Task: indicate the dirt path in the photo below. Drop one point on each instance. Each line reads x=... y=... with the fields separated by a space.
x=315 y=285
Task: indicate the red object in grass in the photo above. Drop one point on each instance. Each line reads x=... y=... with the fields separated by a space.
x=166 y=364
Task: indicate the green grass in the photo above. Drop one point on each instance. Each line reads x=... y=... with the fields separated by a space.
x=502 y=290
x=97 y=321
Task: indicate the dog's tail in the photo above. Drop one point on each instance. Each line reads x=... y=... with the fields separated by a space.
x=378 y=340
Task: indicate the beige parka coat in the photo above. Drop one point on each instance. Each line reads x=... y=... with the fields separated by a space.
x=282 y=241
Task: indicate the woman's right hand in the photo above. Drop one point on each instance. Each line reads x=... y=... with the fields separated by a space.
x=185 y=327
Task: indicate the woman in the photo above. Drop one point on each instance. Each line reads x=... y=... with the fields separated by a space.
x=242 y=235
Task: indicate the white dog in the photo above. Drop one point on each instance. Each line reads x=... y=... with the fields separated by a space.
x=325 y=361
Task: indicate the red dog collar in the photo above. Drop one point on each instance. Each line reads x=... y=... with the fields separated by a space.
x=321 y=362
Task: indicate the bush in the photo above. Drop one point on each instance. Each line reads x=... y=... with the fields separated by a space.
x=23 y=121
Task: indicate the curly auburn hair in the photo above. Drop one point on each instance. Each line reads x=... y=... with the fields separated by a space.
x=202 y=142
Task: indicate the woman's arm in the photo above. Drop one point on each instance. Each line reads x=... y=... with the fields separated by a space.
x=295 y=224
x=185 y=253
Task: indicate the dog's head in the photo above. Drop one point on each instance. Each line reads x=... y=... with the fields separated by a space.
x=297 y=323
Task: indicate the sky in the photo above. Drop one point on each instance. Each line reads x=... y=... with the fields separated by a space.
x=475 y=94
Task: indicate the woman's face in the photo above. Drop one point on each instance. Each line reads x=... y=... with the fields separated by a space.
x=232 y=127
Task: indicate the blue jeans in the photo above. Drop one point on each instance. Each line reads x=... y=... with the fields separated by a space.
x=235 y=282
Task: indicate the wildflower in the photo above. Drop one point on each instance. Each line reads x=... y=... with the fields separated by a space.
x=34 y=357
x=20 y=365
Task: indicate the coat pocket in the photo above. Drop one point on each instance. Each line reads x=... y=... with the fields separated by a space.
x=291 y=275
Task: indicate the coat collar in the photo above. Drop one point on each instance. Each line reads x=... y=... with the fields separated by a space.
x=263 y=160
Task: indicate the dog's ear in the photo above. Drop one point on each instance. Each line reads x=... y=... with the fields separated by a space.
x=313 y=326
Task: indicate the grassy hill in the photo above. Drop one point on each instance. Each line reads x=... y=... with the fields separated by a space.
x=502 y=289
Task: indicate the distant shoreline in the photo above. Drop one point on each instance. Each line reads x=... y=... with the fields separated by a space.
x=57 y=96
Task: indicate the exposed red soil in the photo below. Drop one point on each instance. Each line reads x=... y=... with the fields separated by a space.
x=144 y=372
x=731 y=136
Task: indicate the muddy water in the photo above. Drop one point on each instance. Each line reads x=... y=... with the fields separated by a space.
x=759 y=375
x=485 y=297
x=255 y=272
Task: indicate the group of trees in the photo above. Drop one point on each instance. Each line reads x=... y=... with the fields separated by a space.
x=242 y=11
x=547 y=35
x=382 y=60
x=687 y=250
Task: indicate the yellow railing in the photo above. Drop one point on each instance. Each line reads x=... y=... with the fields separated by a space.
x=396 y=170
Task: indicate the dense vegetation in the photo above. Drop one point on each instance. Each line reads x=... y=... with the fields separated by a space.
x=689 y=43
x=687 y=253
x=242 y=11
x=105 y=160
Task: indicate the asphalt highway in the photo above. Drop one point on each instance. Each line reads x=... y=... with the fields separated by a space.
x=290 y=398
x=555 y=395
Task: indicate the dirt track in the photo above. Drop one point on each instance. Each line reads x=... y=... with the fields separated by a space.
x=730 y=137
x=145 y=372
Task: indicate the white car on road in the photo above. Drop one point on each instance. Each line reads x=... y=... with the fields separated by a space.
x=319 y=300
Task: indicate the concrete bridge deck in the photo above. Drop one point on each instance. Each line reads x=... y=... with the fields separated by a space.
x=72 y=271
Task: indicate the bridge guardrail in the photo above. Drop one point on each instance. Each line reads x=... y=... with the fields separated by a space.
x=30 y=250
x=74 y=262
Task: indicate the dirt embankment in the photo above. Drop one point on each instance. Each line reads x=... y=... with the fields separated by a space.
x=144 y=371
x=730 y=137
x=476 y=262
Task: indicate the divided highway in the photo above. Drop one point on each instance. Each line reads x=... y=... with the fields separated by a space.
****************************************
Arrange as a numbered list, with blank lines omitted, the lines of the records that begin at the line containing "Task: indicate the sky" and stop after the line containing "x=291 y=275".

Output of the exercise:
1. Task: indicate the sky in the photo above. Drop one point on each instance. Each line reads x=... y=... with the fields separated by a space.
2. x=475 y=94
3. Task: indicate the woman's face in the photo above. Drop one point on each instance. Each line reads x=... y=... with the fields separated by a space.
4. x=232 y=127
5. Task: indicate the blue jeans in the photo above. Drop one point on each instance. Each line reads x=... y=... with the fields separated by a space.
6. x=235 y=282
7. Task: indicate the wildflower in the photo above. Drop one point on each instance. Each line reads x=... y=... with the fields separated by a space.
8. x=34 y=357
9. x=20 y=365
10. Task: indicate the coat pocket in the photo above. Drop one point on each instance. Each line reads x=... y=... with the fields separated by a space.
11. x=291 y=275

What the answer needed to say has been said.